**** SECTION DU DOCUMENT
Cette même année, Action for Mental Health fut publié par une commission mixte établie par une loi du Congrès des États-Unis, et la Community Mental Health Act des États-Unis fut adoptée. Ces importantes mesures législatives marquèrent le début de la fermeture des « asiles d’aliénés » ou hôpitaux psychiatriques, en faveur de la prestation de soins plus proche du domicile.

La grande promesse de la « désinstitutionnalisation » pour la santé mentale communautaire partout en Amérique du Nord était commencée… ou était-ce bien le cas?

Il y a 30 ans : la Commission de la santé mentale du Nouveau-Brunswick reconnut la disparité entre les états de santé physique et mentale, et elle déplaça délibérément des ressources des hôpitaux et établissements de soins actifs afin de répondre aux besoins des gens dans la collectivité. La Loi sur les services à la santé mentale du Nouveau-Brunswick a facilité ce changement et demeure en quelque sorte une anomalie en matière de politique de santé mentale au Canada (elle aborde précisément les disparités en matière de financement).

Il y a environ 20 ans : la Mental Health Parity Act and Addiction Equity Act des États-Unis fut adoptée; toutefois, « l’égalité pour tous en matière de traitement et de possibilités » n’est pas toujours à la portée des personnes qui ont des problèmes de santé mentale et/ou de dépendances. On peut dire la même chose au Canada, où la loi sur les droits de la personne rend illégale la discrimination fondée sur une incapacité physique ou mentale. La discrimination sanctionnée par la loi persiste, malheureusement, sous la forme d’exigences d’admissibilité qui traitent les gens très différemment, selon qu’ils souffrent d’une maladie physique ou mentale.

Au cours des 10 à 15 dernières années : sur une note plus positive, la visibilité de la santé mentale et de la maladie mentale, y compris la toxicomanie, parmi les gouvernements, les entreprises au Canada, les médias et la population ne ressemble en rien à ce que nous avons connu dans toute l’histoire du Canada. Nous avons constaté un profond changement des attitudes et de la conscience de la population à l’égard de la santé mentale et de la maladie mentale. En outre, le Canada a une stratégie en santé mentale, et tous les gouvernements provinciaux disposent maintenant de stratégies ou de plans d’action en matière de santé mentale et de lutte contre les dépendances. Ces plans sont fondés sur les besoins des Canadiens et sur les données probantes concernant ce qui fonctionne, et ils fournissent une feuille de route pour l’amélioration des résultats en santé mentale dans la population canadienne.
********
**** DONNÉES EXTRAITES
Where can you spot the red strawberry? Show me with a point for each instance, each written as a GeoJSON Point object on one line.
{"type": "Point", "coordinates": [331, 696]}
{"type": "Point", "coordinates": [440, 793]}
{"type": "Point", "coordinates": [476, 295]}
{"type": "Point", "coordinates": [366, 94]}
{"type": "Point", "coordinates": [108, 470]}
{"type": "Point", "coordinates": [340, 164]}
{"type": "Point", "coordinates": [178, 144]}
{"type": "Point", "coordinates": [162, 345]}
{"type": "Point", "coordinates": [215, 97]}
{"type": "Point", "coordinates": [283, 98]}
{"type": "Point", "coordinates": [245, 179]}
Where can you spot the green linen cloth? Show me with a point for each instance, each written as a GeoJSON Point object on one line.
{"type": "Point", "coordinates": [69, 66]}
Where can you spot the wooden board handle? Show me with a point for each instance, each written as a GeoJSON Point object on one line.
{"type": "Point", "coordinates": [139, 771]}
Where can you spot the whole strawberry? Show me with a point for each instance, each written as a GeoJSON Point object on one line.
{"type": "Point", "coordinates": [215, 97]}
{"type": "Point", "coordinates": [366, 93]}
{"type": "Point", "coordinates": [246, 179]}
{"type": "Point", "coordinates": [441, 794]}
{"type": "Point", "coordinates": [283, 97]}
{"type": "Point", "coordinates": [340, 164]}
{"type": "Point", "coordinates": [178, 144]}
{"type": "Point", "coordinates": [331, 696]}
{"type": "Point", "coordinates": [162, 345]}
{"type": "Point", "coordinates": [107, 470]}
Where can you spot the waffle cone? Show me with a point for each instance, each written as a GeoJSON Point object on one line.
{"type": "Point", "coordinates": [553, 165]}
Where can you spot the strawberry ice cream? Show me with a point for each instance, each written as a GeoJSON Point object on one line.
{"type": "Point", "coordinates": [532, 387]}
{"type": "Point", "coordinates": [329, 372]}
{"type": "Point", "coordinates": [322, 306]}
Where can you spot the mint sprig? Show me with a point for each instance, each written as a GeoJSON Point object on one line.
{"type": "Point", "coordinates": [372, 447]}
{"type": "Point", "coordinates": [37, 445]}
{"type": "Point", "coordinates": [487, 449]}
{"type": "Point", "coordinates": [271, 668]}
********
* ACTION DEMANDÉE 1: Recopiez tel quel le passage de l'extrait sur la santé mentale qui va de "Cette même année, Action" à "proche du domicile.", ces deux bornes comprises.
* ACTION DEMANDÉE 2: D'après l'extrait sur la santé mentale, quelle commission a déplacé des ressources des hôpitaux et établissements de soins actifs vers la collectivité il y a 30 ans?
* ACTION DEMANDÉE 3: Résumez sous forme de liste le paragraphe de l'extrait sur la santé mentale qui commence par « Au cours des 10 à 15 dernières années », en conservant ses faits principaux.

* ZONE DE RÉPONSE 1:
Cette même année, Action for Mental Health fut publié par une commission mixte établie par une loi du Congrès des États-Unis, et la Community Mental Health Act des États-Unis fut adoptée. Ces importantes mesures législatives marquèrent le début de la fermeture des « asiles d’aliénés » ou hôpitaux psychiatriques, en faveur de la prestation de soins plus proche du domicile.

* ZONE DE RÉPONSE 2: La Commission de la santé mentale du Nouveau-Brunswick.

* ZONE DE RÉPONSE 3:
- La santé mentale et la maladie mentale, y compris la toxicomanie, ont une visibilité sans précédent dans l'histoire du Canada auprès des gouvernements, des entreprises, des médias et de la population.
- Les attitudes et la conscience de la population à l'égard de la santé mentale et de la maladie mentale ont profondément changé.
- Le Canada a une stratégie en santé mentale.
- Tous les gouvernements provinciaux ont maintenant des stratégies ou des plans d'action en santé mentale et en lutte contre les dépendances.
- Ces plans reposent sur les besoins des Canadiens et sur les données probantes, et servent de feuille de route pour améliorer les résultats en santé mentale.